======== Fragmento elegido

Orgulloso de sus nuevos descubrimientos, dedica su vida a desarrollar una ciencia de cómo ciertas configuraciones de cables crean la existencia de voces mágicas. En cierto momento, un joven le pregunta cómo es posible que algunos circuitos de señales eléctricas puedan engendrar música y conversaciones, y usted admite que no lo sabe, pero insiste en que su ciencia está a punto de desentrañar el problema en cualquier momento.

================

● **Tareas**
#1 En el fragmento de los cables, ¿qué le pregunta el joven a la persona?
#2 Di si cada frase coincide o no con el fragmento de los cables y cita las palabras que lo deciden: (a) La persona reconoce que no sabe la respuesta. (b) Después de la pregunta, la persona deja de lado su ciencia. (c) Quien hace la pregunta es un anciano.
#3 Escribe cómo sigue el fragmento de los cables a partir de donde termina.
Los datos no tienen nada que ver con el fragmento de los cables.

======== Datos dados

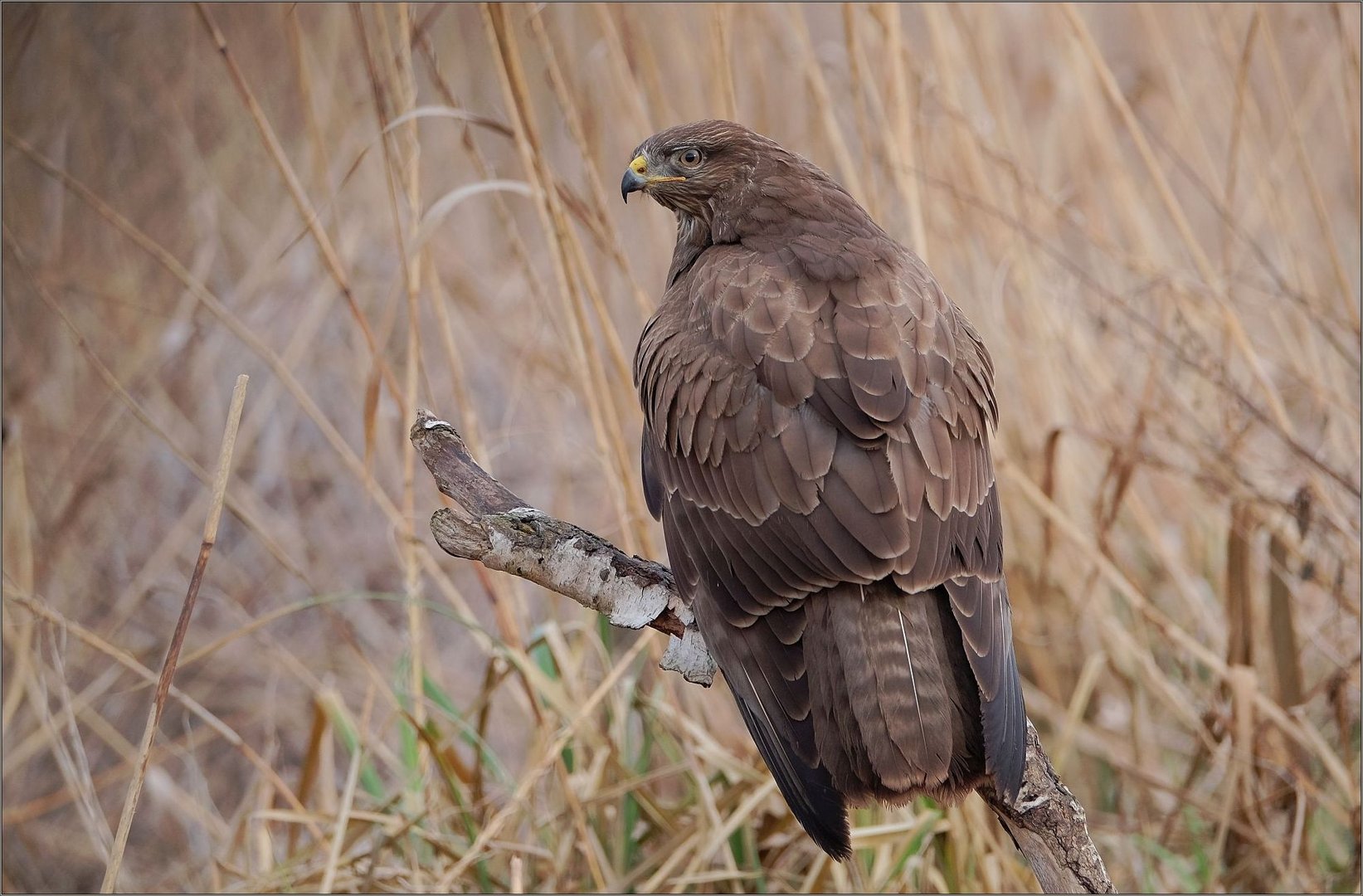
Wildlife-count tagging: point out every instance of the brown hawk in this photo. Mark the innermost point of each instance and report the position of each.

================

● **Respuestas**
#1 Cómo es posible que algunos circuitos de señales eléctricas puedan engendrar música y conversaciones.

#2 (a) Sí: "usted admite que no lo sabe". (b) No: "insiste en que su ciencia está a punto de desentrañar el problema en cualquier momento". (c) No: "un joven le pregunta".

#3
Sus conclusiones se ven limitadas por el hecho de que no sabe absolutamente nada de las ondas de radio ni, en general, de la radio electromagnética. El hecho de que en ciudades lejanas existan estructuras llamadas repetidores de radio (cuyas señales producen las ondas invisibles que viajan a la velocidad de la luz) le resulta algo tan ajeno que ni siquiera se le pasaría por la cabeza. No puede saborear las ondas de radio, no puede verlas, no puede olerlas y no tiene ninguna razón acuciante para ser lo bastante creativo como para ponerse a fantasear acerca de ellas. Y si soñara con ondas invisibles de radio que transportan voces ¿a quién podría convencer de su hipótesis? No posee ninguna tecnología para demostrar la existencia de las ondas y cualquiera le señalará, con razón, que tiene la responsabilidad de convencer a los demás. Así acabaría convirtiéndose en un materialista de la radio. Concluiría que, de alguna manera, la configuración correcta de cables engendra música clásica y conversación inteligente. No se daría cuenta de que le falta una pieza enorme del puzle».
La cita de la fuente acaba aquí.